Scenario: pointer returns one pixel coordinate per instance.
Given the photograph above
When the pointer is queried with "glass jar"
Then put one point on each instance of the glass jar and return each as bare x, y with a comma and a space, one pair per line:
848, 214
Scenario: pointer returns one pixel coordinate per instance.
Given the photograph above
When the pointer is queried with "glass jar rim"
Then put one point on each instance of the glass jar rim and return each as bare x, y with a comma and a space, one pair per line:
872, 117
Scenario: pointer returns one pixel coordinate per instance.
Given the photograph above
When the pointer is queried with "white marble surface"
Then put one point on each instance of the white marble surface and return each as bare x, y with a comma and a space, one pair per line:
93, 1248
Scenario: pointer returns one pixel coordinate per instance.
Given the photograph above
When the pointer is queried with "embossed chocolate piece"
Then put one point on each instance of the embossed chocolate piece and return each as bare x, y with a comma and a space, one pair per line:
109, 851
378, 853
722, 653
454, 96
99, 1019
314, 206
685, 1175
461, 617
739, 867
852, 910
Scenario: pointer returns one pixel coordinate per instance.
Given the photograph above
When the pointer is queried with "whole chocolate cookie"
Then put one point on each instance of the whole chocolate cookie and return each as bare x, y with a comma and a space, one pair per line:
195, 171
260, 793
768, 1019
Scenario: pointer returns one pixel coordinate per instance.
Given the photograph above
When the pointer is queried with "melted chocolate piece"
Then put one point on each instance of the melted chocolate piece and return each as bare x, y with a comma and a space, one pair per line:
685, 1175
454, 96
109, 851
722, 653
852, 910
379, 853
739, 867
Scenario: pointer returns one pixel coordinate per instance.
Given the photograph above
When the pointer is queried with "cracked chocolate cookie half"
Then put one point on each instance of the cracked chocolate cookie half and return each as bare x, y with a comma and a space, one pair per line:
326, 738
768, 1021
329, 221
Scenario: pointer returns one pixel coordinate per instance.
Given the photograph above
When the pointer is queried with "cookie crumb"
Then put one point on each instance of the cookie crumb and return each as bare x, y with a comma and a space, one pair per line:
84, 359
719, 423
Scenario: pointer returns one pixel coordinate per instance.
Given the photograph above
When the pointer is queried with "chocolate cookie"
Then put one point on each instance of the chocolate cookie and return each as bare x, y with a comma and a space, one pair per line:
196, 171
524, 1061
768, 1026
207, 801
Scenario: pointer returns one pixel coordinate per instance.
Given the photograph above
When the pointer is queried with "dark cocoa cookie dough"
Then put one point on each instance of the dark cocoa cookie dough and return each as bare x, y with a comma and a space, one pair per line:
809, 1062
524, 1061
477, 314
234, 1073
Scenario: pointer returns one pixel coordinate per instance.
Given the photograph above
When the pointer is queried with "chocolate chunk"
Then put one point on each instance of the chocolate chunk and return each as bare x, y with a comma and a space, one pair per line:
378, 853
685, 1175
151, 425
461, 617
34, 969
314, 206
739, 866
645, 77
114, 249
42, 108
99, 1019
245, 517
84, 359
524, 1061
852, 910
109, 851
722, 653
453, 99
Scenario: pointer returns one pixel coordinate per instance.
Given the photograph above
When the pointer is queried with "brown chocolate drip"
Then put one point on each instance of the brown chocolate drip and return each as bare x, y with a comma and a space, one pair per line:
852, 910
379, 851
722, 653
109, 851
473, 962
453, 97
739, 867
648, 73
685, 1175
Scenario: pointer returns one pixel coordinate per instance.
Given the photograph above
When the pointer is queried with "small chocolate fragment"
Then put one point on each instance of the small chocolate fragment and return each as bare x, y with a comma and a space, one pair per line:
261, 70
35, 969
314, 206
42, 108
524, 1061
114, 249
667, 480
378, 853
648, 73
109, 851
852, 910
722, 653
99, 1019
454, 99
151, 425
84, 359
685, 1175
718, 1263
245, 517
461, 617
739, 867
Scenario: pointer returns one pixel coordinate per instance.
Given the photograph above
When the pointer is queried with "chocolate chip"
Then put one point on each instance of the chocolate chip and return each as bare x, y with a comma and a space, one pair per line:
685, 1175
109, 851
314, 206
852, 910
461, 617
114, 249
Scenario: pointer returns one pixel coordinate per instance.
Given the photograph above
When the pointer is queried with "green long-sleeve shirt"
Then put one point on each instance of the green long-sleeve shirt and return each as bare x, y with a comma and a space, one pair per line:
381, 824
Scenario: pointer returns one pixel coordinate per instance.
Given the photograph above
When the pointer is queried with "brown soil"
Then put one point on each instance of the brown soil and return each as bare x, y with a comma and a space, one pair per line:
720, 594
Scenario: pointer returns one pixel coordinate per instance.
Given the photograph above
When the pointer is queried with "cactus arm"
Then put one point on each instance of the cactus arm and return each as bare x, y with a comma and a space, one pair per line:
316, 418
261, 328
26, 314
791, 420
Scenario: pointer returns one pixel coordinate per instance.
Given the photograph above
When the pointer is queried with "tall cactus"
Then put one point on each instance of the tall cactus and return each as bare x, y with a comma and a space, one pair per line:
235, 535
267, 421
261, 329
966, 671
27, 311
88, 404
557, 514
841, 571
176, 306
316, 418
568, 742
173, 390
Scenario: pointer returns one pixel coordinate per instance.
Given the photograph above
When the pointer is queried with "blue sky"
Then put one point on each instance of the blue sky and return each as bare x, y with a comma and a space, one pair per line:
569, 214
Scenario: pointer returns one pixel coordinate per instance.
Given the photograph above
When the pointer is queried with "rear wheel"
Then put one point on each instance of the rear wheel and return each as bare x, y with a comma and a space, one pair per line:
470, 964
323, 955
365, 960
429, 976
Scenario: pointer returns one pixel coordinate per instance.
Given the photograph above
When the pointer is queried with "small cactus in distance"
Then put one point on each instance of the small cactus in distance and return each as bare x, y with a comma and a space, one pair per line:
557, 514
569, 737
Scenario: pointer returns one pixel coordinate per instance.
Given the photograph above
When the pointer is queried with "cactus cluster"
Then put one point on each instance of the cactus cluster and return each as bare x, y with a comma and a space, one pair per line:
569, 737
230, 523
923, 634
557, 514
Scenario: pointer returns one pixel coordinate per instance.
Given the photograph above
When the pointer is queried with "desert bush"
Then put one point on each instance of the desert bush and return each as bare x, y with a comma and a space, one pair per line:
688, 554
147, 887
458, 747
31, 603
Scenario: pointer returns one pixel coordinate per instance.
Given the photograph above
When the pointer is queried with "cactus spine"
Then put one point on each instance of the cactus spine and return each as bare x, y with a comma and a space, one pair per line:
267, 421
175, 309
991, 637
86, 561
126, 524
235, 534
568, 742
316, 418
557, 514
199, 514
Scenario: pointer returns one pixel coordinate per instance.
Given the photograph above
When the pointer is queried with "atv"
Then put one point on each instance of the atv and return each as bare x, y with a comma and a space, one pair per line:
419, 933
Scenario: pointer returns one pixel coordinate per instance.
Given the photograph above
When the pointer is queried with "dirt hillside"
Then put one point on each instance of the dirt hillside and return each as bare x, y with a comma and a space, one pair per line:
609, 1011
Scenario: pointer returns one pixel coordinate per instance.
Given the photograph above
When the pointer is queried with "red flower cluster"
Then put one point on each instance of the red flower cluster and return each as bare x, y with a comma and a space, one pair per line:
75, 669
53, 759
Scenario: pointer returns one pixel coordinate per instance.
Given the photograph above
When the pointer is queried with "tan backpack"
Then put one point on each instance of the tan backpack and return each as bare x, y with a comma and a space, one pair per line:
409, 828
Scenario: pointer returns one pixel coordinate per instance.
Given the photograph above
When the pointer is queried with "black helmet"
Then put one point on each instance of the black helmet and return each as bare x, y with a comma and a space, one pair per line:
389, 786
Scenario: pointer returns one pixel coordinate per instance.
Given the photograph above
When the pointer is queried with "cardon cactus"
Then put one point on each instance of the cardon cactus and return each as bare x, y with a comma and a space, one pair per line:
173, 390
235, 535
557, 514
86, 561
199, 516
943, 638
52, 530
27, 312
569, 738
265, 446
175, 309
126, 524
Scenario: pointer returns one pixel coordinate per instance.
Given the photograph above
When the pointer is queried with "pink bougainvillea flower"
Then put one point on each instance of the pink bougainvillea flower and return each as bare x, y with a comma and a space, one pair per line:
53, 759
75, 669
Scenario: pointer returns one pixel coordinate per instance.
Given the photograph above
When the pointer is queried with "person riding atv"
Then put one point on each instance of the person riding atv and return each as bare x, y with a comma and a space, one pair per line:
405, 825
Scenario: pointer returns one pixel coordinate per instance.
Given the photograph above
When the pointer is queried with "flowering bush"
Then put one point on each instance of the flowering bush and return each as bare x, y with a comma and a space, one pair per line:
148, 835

====

## 課題内容:
上のデータで文字列「backpack」を含む行がいくつあるか、数だけを答えなさい。大文字と小文字は区別すること。

## 解答:
2